-- Opening Marker --

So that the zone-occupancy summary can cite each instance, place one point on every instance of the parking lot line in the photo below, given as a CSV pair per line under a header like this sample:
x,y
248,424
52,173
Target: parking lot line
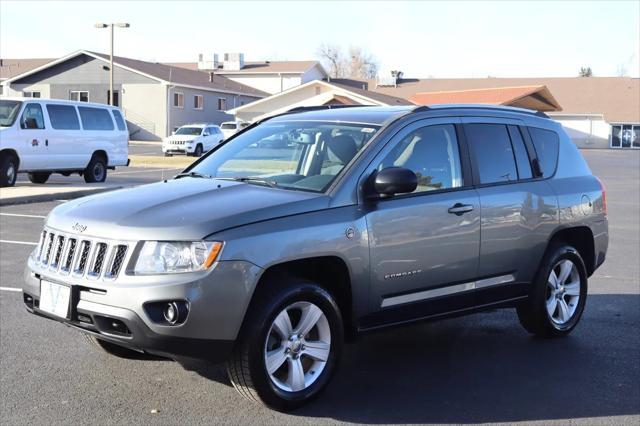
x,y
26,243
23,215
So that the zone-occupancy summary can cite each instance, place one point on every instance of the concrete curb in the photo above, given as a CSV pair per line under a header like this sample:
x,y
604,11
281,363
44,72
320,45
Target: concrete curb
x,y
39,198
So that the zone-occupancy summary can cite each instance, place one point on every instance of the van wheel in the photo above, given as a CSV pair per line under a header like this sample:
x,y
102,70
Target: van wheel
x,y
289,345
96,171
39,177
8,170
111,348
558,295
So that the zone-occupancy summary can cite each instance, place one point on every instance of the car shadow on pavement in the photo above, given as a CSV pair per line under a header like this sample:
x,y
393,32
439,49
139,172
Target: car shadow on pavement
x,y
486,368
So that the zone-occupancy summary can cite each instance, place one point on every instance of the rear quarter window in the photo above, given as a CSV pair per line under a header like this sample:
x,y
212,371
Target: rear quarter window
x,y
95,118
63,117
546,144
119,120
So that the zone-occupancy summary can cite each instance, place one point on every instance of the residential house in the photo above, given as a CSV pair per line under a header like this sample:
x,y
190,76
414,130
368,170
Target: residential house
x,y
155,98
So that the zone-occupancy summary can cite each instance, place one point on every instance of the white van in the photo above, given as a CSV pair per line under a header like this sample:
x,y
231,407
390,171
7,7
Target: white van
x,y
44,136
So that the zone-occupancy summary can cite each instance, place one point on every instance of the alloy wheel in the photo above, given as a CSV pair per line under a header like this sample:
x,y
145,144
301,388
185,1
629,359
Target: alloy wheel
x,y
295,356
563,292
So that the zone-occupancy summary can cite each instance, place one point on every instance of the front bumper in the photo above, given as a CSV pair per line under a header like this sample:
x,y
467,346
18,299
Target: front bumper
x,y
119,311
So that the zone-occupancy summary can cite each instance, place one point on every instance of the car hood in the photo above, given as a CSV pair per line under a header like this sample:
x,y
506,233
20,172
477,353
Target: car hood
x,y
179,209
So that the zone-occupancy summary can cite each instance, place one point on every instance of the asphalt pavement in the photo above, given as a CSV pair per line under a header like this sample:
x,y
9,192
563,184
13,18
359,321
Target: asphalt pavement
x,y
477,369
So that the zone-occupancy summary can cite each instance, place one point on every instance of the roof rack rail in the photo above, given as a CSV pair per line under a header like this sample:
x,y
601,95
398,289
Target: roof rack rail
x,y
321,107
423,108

-- Closing Marker --
-- Opening Marker --

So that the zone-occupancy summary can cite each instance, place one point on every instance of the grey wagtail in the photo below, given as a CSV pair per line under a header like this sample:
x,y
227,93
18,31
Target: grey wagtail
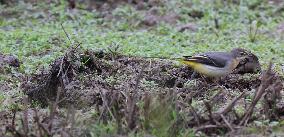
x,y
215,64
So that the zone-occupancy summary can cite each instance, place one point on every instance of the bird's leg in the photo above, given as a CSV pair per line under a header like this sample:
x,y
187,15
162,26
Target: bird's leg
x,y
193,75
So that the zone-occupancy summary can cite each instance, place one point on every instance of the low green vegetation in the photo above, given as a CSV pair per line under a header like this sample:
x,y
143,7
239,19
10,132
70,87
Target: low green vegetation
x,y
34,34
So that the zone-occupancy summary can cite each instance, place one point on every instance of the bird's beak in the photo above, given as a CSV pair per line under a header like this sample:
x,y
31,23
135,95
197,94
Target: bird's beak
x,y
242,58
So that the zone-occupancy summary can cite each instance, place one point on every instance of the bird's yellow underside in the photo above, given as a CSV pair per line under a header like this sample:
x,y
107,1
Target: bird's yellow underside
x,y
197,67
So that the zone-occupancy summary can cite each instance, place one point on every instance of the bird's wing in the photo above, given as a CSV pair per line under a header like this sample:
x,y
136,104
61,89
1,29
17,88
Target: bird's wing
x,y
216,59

-- Closing Marker --

▶ Instructions for the task: Every line of the entries above that holds "below" should be copied out.

▶ Written response:
So that the zone-occupancy summary can cite each instance, place one point on every instance of the parking lot line in the photo below, given as a CSV pair per line under a header like this sample:
So that the zone-occupancy summary can cite each instance, place one point on every instance of the grey wagtail in the photo below, given as a CSV pair per line under a header like this sample:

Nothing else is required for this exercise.